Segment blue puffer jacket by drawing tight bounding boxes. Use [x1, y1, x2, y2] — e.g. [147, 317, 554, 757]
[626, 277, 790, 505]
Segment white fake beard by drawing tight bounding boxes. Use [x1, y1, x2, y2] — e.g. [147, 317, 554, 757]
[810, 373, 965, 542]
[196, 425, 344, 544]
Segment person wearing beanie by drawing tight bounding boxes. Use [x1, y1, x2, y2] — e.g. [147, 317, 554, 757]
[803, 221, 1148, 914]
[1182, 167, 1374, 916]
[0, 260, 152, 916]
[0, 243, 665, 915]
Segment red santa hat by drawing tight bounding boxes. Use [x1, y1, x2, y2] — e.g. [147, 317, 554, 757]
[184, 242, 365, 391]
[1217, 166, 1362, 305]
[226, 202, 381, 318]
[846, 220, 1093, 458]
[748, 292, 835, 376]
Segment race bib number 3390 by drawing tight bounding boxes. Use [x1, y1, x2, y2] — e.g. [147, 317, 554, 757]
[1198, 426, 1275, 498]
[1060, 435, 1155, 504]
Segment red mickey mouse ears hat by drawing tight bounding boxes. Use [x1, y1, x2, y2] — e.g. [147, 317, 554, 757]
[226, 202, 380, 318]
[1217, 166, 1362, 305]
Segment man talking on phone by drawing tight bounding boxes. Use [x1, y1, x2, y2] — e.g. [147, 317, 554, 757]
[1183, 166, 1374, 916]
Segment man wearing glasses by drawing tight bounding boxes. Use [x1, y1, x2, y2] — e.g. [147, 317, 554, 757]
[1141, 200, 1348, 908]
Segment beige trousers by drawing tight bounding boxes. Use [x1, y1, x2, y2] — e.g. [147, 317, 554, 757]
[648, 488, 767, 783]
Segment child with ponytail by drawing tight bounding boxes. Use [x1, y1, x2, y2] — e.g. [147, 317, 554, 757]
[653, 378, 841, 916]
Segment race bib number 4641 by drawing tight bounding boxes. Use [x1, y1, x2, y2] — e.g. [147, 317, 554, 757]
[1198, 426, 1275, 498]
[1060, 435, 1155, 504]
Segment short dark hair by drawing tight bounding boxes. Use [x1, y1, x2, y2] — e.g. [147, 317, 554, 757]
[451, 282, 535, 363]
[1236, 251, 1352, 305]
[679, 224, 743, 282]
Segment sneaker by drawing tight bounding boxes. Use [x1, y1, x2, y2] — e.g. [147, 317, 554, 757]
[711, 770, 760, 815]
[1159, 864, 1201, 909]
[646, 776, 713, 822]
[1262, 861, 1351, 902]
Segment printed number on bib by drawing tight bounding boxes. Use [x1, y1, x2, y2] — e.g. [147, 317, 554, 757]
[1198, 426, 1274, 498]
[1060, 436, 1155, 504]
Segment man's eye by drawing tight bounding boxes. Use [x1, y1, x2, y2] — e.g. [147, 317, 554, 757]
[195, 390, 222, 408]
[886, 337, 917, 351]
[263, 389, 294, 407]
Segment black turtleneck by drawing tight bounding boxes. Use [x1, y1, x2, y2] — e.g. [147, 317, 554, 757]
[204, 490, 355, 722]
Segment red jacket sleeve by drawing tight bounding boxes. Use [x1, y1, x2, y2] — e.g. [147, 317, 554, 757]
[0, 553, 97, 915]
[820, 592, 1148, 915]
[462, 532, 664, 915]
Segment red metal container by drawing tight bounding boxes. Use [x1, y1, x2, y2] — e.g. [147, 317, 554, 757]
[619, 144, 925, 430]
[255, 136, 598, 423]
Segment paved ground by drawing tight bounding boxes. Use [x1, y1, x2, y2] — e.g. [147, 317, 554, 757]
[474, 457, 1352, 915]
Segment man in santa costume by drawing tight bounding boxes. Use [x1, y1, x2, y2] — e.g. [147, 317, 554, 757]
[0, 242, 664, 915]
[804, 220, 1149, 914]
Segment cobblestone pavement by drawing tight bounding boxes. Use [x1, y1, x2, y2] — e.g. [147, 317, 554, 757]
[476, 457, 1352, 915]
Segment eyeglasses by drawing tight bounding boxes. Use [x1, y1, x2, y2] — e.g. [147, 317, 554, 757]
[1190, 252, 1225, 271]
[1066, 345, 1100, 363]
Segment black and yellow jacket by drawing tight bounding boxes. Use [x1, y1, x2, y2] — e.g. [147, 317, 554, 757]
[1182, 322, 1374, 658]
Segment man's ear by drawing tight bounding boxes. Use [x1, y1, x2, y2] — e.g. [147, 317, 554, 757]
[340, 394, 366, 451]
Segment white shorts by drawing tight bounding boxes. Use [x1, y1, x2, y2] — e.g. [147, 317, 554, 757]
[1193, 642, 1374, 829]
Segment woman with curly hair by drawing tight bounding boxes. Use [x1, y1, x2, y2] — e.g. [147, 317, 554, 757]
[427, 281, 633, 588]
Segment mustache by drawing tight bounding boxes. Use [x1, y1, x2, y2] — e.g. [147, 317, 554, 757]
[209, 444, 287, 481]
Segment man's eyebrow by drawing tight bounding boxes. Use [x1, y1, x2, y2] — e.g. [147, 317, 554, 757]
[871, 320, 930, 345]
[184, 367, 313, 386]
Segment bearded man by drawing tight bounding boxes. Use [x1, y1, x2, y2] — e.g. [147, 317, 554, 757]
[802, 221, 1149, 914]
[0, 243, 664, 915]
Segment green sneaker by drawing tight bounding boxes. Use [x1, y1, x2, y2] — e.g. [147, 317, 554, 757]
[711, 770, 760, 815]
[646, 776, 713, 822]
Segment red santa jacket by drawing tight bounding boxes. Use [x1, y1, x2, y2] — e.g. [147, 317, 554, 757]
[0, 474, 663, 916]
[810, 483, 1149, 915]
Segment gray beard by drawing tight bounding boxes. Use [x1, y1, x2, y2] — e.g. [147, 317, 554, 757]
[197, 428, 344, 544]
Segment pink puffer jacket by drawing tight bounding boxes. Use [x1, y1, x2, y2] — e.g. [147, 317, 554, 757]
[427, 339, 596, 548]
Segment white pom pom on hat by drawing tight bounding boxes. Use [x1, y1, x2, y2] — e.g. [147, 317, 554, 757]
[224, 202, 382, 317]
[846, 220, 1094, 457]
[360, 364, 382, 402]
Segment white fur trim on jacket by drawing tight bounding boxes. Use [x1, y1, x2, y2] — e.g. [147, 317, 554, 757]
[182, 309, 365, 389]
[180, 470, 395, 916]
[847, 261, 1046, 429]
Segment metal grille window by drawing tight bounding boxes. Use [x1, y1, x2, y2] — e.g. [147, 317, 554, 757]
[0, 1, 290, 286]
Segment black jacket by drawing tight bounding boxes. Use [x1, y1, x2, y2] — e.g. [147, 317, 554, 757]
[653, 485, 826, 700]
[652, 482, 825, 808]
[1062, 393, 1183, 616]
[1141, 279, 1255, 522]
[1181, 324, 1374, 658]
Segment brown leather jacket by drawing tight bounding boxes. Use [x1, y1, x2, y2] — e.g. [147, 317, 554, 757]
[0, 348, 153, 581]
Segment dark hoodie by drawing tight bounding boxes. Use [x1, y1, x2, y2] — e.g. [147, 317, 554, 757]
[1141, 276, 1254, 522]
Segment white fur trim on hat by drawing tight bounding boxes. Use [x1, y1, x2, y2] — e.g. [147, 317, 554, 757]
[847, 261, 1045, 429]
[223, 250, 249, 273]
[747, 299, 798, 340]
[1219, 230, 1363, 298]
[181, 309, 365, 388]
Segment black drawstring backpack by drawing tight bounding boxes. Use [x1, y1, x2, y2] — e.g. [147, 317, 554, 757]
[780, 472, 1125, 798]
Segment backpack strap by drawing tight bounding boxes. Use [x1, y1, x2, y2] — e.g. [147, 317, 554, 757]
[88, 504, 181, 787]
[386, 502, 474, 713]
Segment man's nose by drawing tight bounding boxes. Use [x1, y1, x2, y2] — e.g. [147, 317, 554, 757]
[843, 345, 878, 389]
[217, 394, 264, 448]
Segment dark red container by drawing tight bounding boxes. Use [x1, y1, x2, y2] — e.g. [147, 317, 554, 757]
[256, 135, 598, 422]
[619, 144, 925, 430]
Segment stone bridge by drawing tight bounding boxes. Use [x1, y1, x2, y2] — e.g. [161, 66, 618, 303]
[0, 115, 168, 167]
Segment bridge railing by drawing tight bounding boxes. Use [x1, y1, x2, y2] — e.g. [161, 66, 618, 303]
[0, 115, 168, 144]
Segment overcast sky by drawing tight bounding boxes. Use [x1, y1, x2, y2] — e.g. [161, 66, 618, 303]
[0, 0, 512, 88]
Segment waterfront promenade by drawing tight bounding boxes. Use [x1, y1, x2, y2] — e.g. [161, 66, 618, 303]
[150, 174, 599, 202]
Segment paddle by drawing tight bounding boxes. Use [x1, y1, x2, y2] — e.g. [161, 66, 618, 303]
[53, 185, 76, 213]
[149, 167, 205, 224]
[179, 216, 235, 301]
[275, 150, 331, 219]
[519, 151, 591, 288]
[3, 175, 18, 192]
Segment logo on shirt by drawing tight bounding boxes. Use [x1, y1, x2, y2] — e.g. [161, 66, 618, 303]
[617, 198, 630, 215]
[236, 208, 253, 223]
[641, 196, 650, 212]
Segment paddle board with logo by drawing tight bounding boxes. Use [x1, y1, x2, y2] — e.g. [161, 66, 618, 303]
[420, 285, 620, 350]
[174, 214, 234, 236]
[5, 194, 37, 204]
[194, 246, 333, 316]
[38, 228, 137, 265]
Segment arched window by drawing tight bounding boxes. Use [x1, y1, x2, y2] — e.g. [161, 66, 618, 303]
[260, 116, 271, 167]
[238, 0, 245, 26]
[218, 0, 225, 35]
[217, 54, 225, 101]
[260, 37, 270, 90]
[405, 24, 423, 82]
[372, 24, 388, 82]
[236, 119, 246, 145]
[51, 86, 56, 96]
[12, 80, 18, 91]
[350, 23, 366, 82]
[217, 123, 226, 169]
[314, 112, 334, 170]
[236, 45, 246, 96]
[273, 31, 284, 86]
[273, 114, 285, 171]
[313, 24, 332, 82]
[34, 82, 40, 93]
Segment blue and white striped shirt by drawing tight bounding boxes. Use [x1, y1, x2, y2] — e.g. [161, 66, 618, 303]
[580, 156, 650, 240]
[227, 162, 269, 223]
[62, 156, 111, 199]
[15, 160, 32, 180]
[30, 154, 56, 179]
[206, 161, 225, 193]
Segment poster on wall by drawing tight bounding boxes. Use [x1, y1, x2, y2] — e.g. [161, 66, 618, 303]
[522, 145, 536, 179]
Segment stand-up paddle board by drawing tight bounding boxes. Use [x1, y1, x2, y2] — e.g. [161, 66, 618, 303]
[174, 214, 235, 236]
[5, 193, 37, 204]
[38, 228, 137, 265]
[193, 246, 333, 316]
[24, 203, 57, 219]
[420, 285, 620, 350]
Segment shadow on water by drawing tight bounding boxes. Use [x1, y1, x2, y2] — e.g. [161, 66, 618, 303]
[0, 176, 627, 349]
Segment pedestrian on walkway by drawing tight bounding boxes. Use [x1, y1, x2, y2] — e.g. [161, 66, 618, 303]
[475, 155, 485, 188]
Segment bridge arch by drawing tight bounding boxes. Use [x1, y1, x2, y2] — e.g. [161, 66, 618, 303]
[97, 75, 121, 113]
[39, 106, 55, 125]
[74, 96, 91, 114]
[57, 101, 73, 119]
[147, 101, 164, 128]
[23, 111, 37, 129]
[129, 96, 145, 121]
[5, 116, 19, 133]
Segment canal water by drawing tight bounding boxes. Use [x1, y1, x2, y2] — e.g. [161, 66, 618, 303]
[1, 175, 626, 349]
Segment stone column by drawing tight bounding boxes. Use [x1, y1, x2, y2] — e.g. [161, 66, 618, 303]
——
#### [Problem to solve]
Please write out the lines that run from the one with "Segment poster on" to the end of the records, both included, exactly as they appear.

#### [Expected answer]
Segment poster on wall by drawing tight bounding boxes. Use [x1, y1, x2, y2] — e.g. [161, 66, 618, 303]
[522, 145, 536, 179]
Segment stand-up paddle board by drawing tight bounding boxes. Use [x1, y1, x2, y2] — e.g. [161, 66, 618, 303]
[174, 214, 235, 236]
[5, 193, 37, 204]
[38, 228, 137, 265]
[193, 246, 333, 316]
[24, 203, 57, 219]
[420, 285, 620, 350]
Segment shadow on water by drawing tight bounding boxes. Use [x1, y1, x2, y2] — e.g. [161, 66, 618, 303]
[0, 176, 627, 349]
Segment pedestrian on walkway by drawing tight bounding boxes. Use [x1, y1, x2, y2] — e.g. [161, 66, 618, 303]
[475, 155, 485, 188]
Segment bridge arch by drawing tight bounding boxes. Use [x1, y1, x2, y2] — e.g. [161, 66, 618, 303]
[97, 75, 121, 113]
[39, 106, 55, 125]
[74, 96, 91, 114]
[57, 101, 73, 119]
[147, 101, 164, 128]
[23, 111, 37, 129]
[129, 96, 145, 121]
[5, 116, 19, 133]
Segment canal water by drawing tight bounding boxes. Use [x1, y1, x2, y2] — e.g. [161, 66, 618, 303]
[1, 175, 626, 349]
Segment stone column by drawing tight bounding boxes. Use [x1, y1, x2, y2] — e.g. [161, 66, 618, 303]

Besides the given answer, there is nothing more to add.